TEKS BACAAN:
________________________

Mengenai Israel yang “menemukan” pemerintahan sipil baru, Mekelberg mengatakan “jelas” bahwa tidak akan ada tempat bagi Hamas di Gaza pasca-konflik. Namun, ia juga menekankan perlunya “partai yang mewakili masyarakat,” jika tujuan utamanya adalah menghindari terulangnya serangan 7 Oktober.

“Baik Gaza dan Tepi Barat harus diatur oleh badan yang sama,” katanya. “Perpecahan tidak akan membantu siapa pun dan hanya akan melanggengkan situasi. Sekarang, kita tahu bahwa bukan Hamas saja, selain Iran dan mungkin Qatar… tidak ada yang akan terlibat dengan mereka,“ papar dia.

Jadi yang dibutuhkan adalah partai yang mewakili Palestina. Siapakah orang tersebut masih belum pasti dan, sebagian, akan bergantung pada bagaimana pertempuran ini diakhiri,” serunya.

Presiden Komisi Eropa, Ursula von der Leyen telah mengusulkan lima “prinsip dasar” untuk memandu masa depan Jalur Gaza setelah perang Israel-Hamas berakhir.

________________________

CUPLIKAN DATA:

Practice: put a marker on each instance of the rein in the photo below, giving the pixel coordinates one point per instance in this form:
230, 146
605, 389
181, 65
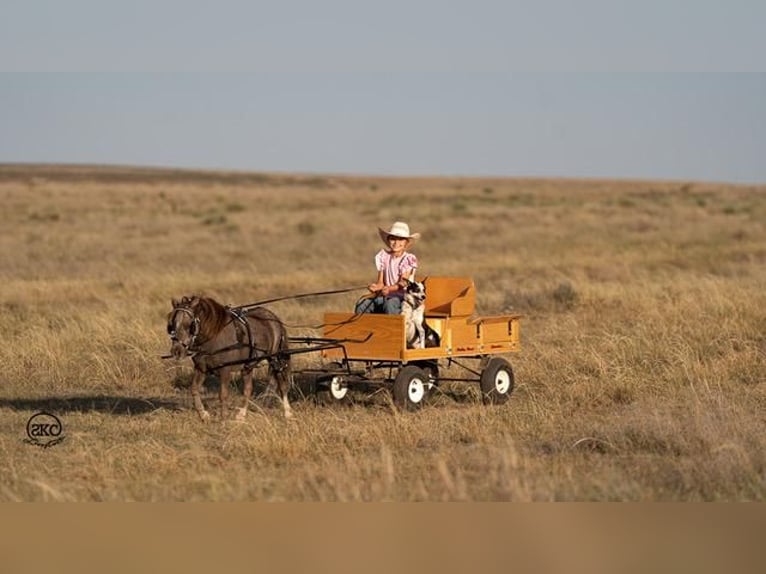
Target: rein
299, 296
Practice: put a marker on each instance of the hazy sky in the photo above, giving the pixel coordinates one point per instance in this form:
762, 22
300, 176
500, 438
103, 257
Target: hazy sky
671, 89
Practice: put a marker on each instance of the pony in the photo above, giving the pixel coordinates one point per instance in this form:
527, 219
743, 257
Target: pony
226, 339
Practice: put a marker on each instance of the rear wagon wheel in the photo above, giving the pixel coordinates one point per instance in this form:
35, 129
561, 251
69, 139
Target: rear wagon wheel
410, 388
496, 381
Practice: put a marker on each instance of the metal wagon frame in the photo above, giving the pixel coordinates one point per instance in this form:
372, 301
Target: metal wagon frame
360, 350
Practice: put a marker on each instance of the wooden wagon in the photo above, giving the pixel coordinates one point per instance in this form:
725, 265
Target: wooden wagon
364, 349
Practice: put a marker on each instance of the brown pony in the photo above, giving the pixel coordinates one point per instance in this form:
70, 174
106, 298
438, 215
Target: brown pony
223, 339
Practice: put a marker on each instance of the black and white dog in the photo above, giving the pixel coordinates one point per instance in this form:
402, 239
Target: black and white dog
417, 332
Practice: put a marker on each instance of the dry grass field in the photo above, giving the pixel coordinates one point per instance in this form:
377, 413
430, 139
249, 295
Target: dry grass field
642, 374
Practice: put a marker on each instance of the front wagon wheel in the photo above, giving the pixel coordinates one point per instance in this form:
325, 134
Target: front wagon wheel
410, 388
496, 381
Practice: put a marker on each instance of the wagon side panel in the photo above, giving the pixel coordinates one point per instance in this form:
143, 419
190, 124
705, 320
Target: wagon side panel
499, 333
368, 336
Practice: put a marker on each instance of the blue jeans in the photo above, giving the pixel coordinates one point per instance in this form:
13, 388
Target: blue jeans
380, 304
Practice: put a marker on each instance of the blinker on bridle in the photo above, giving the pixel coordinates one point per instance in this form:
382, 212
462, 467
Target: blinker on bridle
193, 327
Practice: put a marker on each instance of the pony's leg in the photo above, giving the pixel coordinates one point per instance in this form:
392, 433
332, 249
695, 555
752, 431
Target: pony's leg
223, 393
280, 372
197, 379
247, 391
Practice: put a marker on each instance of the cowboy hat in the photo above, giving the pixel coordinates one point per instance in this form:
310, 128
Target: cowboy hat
398, 229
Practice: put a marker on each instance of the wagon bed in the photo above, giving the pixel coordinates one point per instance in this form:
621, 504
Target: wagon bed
375, 343
450, 306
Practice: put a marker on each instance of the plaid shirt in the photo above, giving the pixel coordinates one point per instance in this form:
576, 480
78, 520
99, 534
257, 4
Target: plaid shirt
394, 268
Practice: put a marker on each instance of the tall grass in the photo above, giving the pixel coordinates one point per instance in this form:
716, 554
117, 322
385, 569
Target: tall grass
641, 375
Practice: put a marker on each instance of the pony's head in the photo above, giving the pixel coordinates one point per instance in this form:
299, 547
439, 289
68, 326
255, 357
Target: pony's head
183, 326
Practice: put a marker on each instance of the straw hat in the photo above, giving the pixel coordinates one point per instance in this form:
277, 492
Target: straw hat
398, 229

________________________

YANG DITANYAKAN:
1. Menurut teks bacaan, berapa "prinsip dasar" yang diusulkan Presiden Komisi Eropa untuk masa depan Jalur Gaza setelah perang Israel-Hamas berakhir?
2. Tuliskan tanpa perubahan bagian teks bacaan yang dibuka dengan kata-kata "Jadi yang dibutuhkan" dan ditutup dengan "perang Israel-Hamas berakhir.".

KUNCI JAWABAN:
1. Lima prinsip dasar.

2.
Jadi yang dibutuhkan adalah partai yang mewakili Palestina. Siapakah orang tersebut masih belum pasti dan, sebagian, akan bergantung pada bagaimana pertempuran ini diakhiri,” serunya.

Presiden Komisi Eropa, Ursula von der Leyen telah mengusulkan lima “prinsip dasar” untuk memandu masa depan Jalur Gaza setelah perang Israel-Hamas berakhir.